# PASSAGE TO READ
## start
Mass times velocity, or, equivalently, a quantity whose time rate of change is equal to the net force applied to a system. |
Forces are actions which cause a change in the velocity of an object, but a given application of force will have very different results when applied to objects of very different mass. Consider the force imparted by a baseball player swinging a bat. When delivered to a baseball, the change in velocity is dramatic. A 95 mph fasball might be completely reversed and exit the bat moving 110 mph in the other direction. When delivered to a car, however, the change in velocity is miniscule. A car moving 95 mph will not be slowed noticeably by the action of a bat. Thus, although the change in velocity of a system is proportional to the force applied, it is not equal to the force applied. To define a quantity whose rate of change is equal to the force applied, we must include both the mass and velocity of the system subject to the force.
The momentum (p) of a point particle with mass m and velocity v is defined as:
\begin{large}\[ \vec{p} \equiv m\vec{v}\]\end{large} |
For a system composed of N objects which are approximated as point particles with their position specified by the objects' centers of mass, the system momentum is defined as the vector sum of the momentum of the constituents:
\begin{large}\[ \vec{p}^{\rm \: sys} = \sum_{j=1}^{N} m_{j}\vec{v}_{j} \]\end{large} |
This definition is completely equivalent to
\begin{large}\[ \vec{p}^{\rm \: sys} = M^{\rm sys} \vec{v}^{\rm \: CM} \]\end{large} |
where Msys is the total mass of the system and vCM is the velocity of the system's center of mass.
## end
# WHAT TO DO
**1)** In the momentum text, what does Msys stand for?
**2)** Edit the momentum text: give it again from "The momentum (p)" through "center of mass.", with "constituents" changed to "components".
**3)** Proceed with the momentum text, picking up after its final sentence.

# EXTRACTED DATA
## start
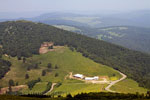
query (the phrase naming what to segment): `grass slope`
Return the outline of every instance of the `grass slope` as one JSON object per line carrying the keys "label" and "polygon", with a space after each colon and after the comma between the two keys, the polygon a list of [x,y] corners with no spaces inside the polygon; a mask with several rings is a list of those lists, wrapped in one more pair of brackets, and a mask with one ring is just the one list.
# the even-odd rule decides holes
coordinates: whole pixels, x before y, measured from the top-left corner
{"label": "grass slope", "polygon": [[111,87],[112,90],[114,91],[118,91],[121,93],[146,93],[147,89],[144,89],[142,87],[138,86],[138,83],[131,80],[131,79],[126,79],[123,80],[117,84],[115,84],[114,86]]}
{"label": "grass slope", "polygon": [[[0,80],[0,86],[8,86],[9,79],[13,79],[19,84],[26,84],[28,81],[41,78],[41,82],[37,83],[32,90],[23,90],[24,93],[39,92],[41,93],[46,89],[47,82],[62,83],[60,87],[55,87],[52,91],[52,94],[63,94],[72,93],[73,95],[81,92],[100,92],[106,85],[93,85],[86,84],[79,80],[71,80],[65,78],[69,72],[81,73],[86,76],[108,76],[111,80],[116,80],[121,77],[121,75],[114,69],[95,63],[89,58],[85,58],[81,53],[76,51],[71,51],[68,47],[63,47],[61,49],[48,52],[42,55],[33,55],[27,59],[27,62],[39,63],[38,69],[32,69],[27,71],[26,64],[22,63],[22,60],[17,60],[13,57],[4,57],[12,62],[11,70],[5,75],[3,79]],[[47,64],[52,64],[52,71],[47,72],[46,76],[41,76],[42,70],[47,69]],[[57,65],[58,69],[55,69],[54,66]],[[25,79],[25,74],[29,74],[29,79]],[[55,77],[55,74],[58,73],[58,76]],[[114,77],[115,74],[115,77]],[[132,85],[131,81],[131,86]],[[124,84],[123,86],[126,86]],[[130,91],[129,91],[130,92]],[[51,94],[51,93],[50,93]]]}

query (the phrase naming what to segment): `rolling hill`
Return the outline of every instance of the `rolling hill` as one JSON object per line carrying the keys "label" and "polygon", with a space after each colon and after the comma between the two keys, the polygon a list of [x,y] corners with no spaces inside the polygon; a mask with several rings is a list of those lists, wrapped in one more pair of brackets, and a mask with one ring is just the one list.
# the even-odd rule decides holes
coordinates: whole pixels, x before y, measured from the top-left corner
{"label": "rolling hill", "polygon": [[[54,46],[65,47],[58,49],[58,51],[41,55],[39,54],[39,48],[43,42],[53,42]],[[12,72],[8,72],[6,77],[2,79],[1,84],[3,86],[6,86],[6,83],[13,75],[18,76],[18,78],[14,79],[16,82],[25,84],[31,79],[37,79],[39,75],[41,76],[43,70],[47,70],[48,75],[41,77],[41,81],[44,82],[40,83],[42,85],[49,81],[65,83],[64,76],[71,71],[75,73],[80,72],[87,76],[106,75],[108,77],[120,77],[114,70],[116,69],[137,81],[140,86],[149,88],[150,55],[102,40],[61,30],[42,23],[10,21],[0,23],[0,43],[3,54],[11,56],[3,59],[12,63]],[[52,70],[47,69],[48,63],[52,63]],[[54,66],[57,64],[58,69],[54,69]],[[32,77],[24,81],[26,74]],[[67,81],[72,82],[72,80]],[[78,83],[79,81],[75,80],[75,82]],[[62,91],[62,88],[66,86],[67,84],[63,84],[56,92],[66,93],[66,91]],[[76,86],[78,85],[72,84],[73,89]],[[83,85],[81,87],[86,91]],[[97,89],[96,87],[97,85],[93,89]],[[33,88],[35,91],[36,87]],[[89,87],[89,90],[91,88]],[[76,91],[70,89],[68,91],[76,93]]]}

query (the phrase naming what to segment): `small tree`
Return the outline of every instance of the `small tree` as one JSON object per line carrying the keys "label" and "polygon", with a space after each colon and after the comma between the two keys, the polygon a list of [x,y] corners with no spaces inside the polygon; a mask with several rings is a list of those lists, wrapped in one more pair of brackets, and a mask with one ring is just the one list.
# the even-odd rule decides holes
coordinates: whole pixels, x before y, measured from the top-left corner
{"label": "small tree", "polygon": [[23,63],[25,63],[25,62],[26,62],[26,58],[24,57],[24,58],[23,58]]}
{"label": "small tree", "polygon": [[57,77],[58,76],[58,73],[55,73],[55,77]]}
{"label": "small tree", "polygon": [[37,80],[40,82],[40,81],[41,81],[41,78],[38,78]]}
{"label": "small tree", "polygon": [[9,90],[9,93],[12,93],[12,87],[11,86],[9,86],[8,90]]}
{"label": "small tree", "polygon": [[34,68],[37,69],[38,67],[39,67],[39,65],[36,63],[36,64],[34,65]]}
{"label": "small tree", "polygon": [[58,66],[57,66],[57,65],[55,65],[55,69],[58,69]]}
{"label": "small tree", "polygon": [[25,75],[25,79],[29,79],[29,75],[28,74]]}
{"label": "small tree", "polygon": [[16,86],[18,86],[19,85],[19,83],[18,82],[16,82]]}
{"label": "small tree", "polygon": [[51,64],[51,63],[48,63],[48,64],[47,64],[47,67],[48,67],[48,68],[52,68],[52,64]]}
{"label": "small tree", "polygon": [[53,46],[48,47],[48,49],[53,49]]}
{"label": "small tree", "polygon": [[45,76],[45,75],[46,75],[46,71],[42,70],[42,76]]}
{"label": "small tree", "polygon": [[0,92],[1,92],[2,87],[0,86]]}
{"label": "small tree", "polygon": [[9,80],[9,86],[15,86],[15,83],[12,79]]}

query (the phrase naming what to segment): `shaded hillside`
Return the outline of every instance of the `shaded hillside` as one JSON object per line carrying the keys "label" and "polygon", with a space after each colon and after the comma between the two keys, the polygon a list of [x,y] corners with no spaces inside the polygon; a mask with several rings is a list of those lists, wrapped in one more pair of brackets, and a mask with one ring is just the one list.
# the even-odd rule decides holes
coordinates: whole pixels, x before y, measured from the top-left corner
{"label": "shaded hillside", "polygon": [[0,42],[6,54],[18,58],[29,57],[32,54],[38,54],[40,45],[45,41],[73,47],[83,56],[112,66],[126,73],[141,86],[150,88],[150,55],[148,54],[41,23],[28,21],[0,23]]}
{"label": "shaded hillside", "polygon": [[0,79],[10,70],[11,63],[2,59],[2,50],[0,48]]}

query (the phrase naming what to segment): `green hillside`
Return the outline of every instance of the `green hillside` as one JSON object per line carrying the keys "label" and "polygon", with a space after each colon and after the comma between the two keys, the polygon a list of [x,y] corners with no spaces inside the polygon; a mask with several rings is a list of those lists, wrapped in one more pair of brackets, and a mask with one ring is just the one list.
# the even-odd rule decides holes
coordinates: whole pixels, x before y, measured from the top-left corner
{"label": "green hillside", "polygon": [[[16,57],[16,59],[20,60],[17,62],[18,64],[21,64],[21,59],[30,60],[30,57],[33,55],[38,56],[39,48],[43,42],[54,42],[55,46],[67,45],[69,48],[80,52],[84,57],[119,70],[125,73],[129,78],[139,82],[140,86],[150,88],[150,55],[148,54],[132,51],[121,46],[113,45],[81,34],[61,30],[42,23],[33,23],[29,21],[10,21],[0,23],[0,44],[2,45],[3,54]],[[46,56],[42,59],[44,58],[46,58]],[[59,62],[61,63],[61,60]],[[68,62],[68,60],[66,62]],[[56,61],[54,62],[54,64],[57,63],[58,62]],[[26,66],[28,66],[28,68],[38,68],[40,65],[42,64],[40,64],[40,62],[37,63],[35,60],[30,61]],[[83,63],[83,65],[86,69],[88,68],[86,63]],[[58,66],[60,66],[59,63]],[[67,67],[68,65],[64,66]],[[75,67],[78,68],[79,66],[74,65],[74,68]],[[40,69],[41,71],[47,70],[44,69],[44,67],[42,68]],[[75,72],[79,71],[77,69],[74,70]],[[82,69],[81,72],[84,72],[84,70],[85,68]],[[92,70],[94,71],[94,67],[92,67]],[[32,71],[29,71],[28,74],[32,75],[33,73],[36,73],[36,70]],[[56,70],[54,70],[54,72],[55,71]],[[67,71],[71,70],[68,69]],[[62,73],[66,73],[67,71]],[[58,76],[57,74],[56,71],[56,73],[52,73],[52,76]],[[61,72],[59,74],[61,74]],[[91,74],[94,75],[96,73],[91,72]],[[62,80],[58,77],[56,79],[59,81]]]}
{"label": "green hillside", "polygon": [[[37,78],[41,78],[41,82],[35,84],[32,90],[23,89],[23,93],[42,93],[45,91],[47,83],[61,83],[59,87],[54,87],[54,90],[48,94],[51,95],[66,95],[71,93],[72,95],[82,93],[82,92],[102,92],[107,84],[91,84],[85,83],[79,80],[69,79],[69,72],[73,72],[74,74],[80,73],[86,76],[106,76],[108,80],[111,78],[119,79],[121,75],[112,69],[111,67],[95,63],[89,58],[85,58],[81,53],[76,51],[71,51],[68,47],[62,47],[56,51],[50,51],[46,54],[33,55],[32,57],[27,58],[26,63],[24,64],[22,60],[18,60],[14,57],[6,57],[3,56],[4,59],[10,61],[12,63],[11,70],[5,75],[3,79],[0,80],[0,86],[6,87],[8,86],[8,81],[10,79],[14,80],[14,82],[18,82],[19,85],[27,84],[28,81],[35,80]],[[37,69],[31,69],[27,71],[28,64],[39,63],[39,67]],[[48,63],[52,64],[51,71],[47,71],[45,76],[42,76],[42,70],[47,69]],[[58,69],[55,69],[55,66],[58,66]],[[55,77],[55,74],[58,73],[58,76]],[[25,74],[29,75],[29,79],[25,79]],[[115,74],[115,76],[114,76]],[[138,85],[134,81],[130,83],[131,87],[134,87],[131,93],[136,92],[146,92],[143,91],[143,88],[139,88]],[[124,92],[123,88],[128,89],[128,84],[123,84],[122,88],[116,90],[118,92]],[[128,91],[130,92],[130,91]]]}
{"label": "green hillside", "polygon": [[[115,74],[115,77],[117,79],[121,77],[121,75],[114,69],[102,64],[95,63],[89,58],[83,57],[81,53],[78,53],[76,51],[72,52],[68,47],[64,47],[58,51],[51,51],[42,55],[33,55],[33,57],[27,59],[26,64],[24,64],[22,60],[19,61],[14,57],[3,58],[11,61],[12,66],[11,70],[5,75],[2,80],[0,80],[0,85],[2,87],[8,86],[8,84],[6,83],[8,83],[10,79],[13,79],[14,82],[18,82],[19,85],[22,85],[26,84],[28,81],[37,79],[38,77],[41,78],[42,81],[40,83],[37,83],[31,91],[24,90],[25,93],[43,92],[45,90],[47,82],[62,83],[62,86],[60,86],[60,88],[58,89],[56,88],[56,91],[66,91],[65,93],[75,92],[77,94],[78,92],[85,91],[102,91],[101,87],[103,85],[101,84],[93,85],[86,84],[78,80],[70,80],[69,78],[65,79],[65,77],[69,75],[69,72],[73,72],[74,74],[80,73],[86,76],[108,76],[109,78],[113,77],[113,74]],[[39,64],[39,67],[37,69],[27,71],[27,65],[31,61],[34,63],[41,62],[41,64]],[[42,70],[47,69],[48,63],[52,64],[51,71],[47,72],[45,76],[41,76]],[[58,69],[54,68],[55,65],[58,66]],[[58,73],[57,77],[55,77],[56,73]],[[25,74],[29,74],[29,79],[25,79]],[[82,89],[76,88],[76,86],[79,86]],[[65,89],[67,87],[69,87],[68,90]]]}

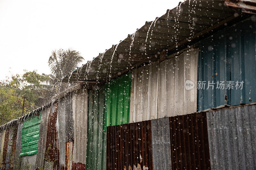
## end
# PER-TASK ANSWERS
**1)** Msys is the total mass of the system.

**2)**
The momentum (p) of a point particle with mass m and velocity v is defined as:
\begin{large}\[ \vec{p} \equiv m\vec{v}\]\end{large} |
For a system composed of N objects which are approximated as point particles with their position specified by the objects' centers of mass, the system momentum is defined as the vector sum of the momentum of the components:
\begin{large}\[ \vec{p}^{\rm \: sys} = \sum_{j=1}^{N} m_{j}\vec{v}_{j} \]\end{large} |
This definition is completely equivalent to
\begin{large}\[ \vec{p}^{\rm \: sys} = M^{\rm sys} \vec{v}^{\rm \: CM} \]\end{large} |
where Msys is the total mass of the system and vCM is the velocity of the system's center of mass.

**3)**
One way of stating Newton's Second Law is that the rate of change of a system's momentum is equal to the vector sum of the forces applied to the object:
\begin{large}\[ \frac{d\vec{p}^{\rm \: sys}}{dt} = \sum_{k=1}^{N_{F}} \vec{F}_{k} \] \end{large} |
By Newton's 3rd Law, internal forces cancel from the vector sum above, leaving only the contribution of external forces:
\begin{large}\[ \frac{d\vec{p}^{\rm \:sys}}{dt} = \sum_{k=1}^{N_{F}} \vec{F}^{\rm ext}_{k} \] \end{large} |
The integrated change in momentum can be found explicitly by using the net external impulse (Jext):
\begin{large}\[ \vec{p}^{\rm \:sys}_{f} - \vec{p}^{\rm \:sys}_{i} = \int_{t_{i}}^{t_{f}} \sum_{k=1}^{N_{F}} \vec{F}_{k}^{\rm ext} \:dt \equiv \sum_{k=1}^{N_{F}} \vec{J}_{k}^{\rm ext} \]\end{large} |
In the absence of a net external force, the momentum of a system is constant:
\begin{large}\[ \vec{p}_{f}^{\rm \:sys} = \vec{p}_{i}^{\rm \:sys}\]\end{large} |
This equation is normally broken up to explicitly show the system constituents and the vector components:
\begin{large}\[ \sum_{j=1}^{N} p^{j}_{x,f} = \sum_{j=1}^{N} p^{j}_{x,i} \] \[ \sum_{j=1}^{N} p^{j}_{y,f} = \sum_{j=1}^{N} p^{j}_{y,i} \] \[ \sum_{j=1}^{N} p^{j}_{z,f} = \sum_{j=1}^{N} p^{j}_{z,i} \]\end{large} |
Because the change in momentum is proportional to the impulse, which involves a time integral, for instantaneous events:
\begin{large}\[ \lim_{t_{f}\rightarrow t_{i}} \int_{t_{i}}^{t_{f}} \vec{F}^{\rm ext} \:dt = 0 \]\end{large} |
For approximately instantaneous events such as collisions, it is often reasonable to approximate the external impulse as zero by considering a system composed of all the objects involved in the collision. The key to the utility of this assumption is that often during collisions the change in momentum of any individual system constituent being analyzed is dominated by the internal collision forces (the external forces make a negligible contribution to that constituent's change in momentum during the collision).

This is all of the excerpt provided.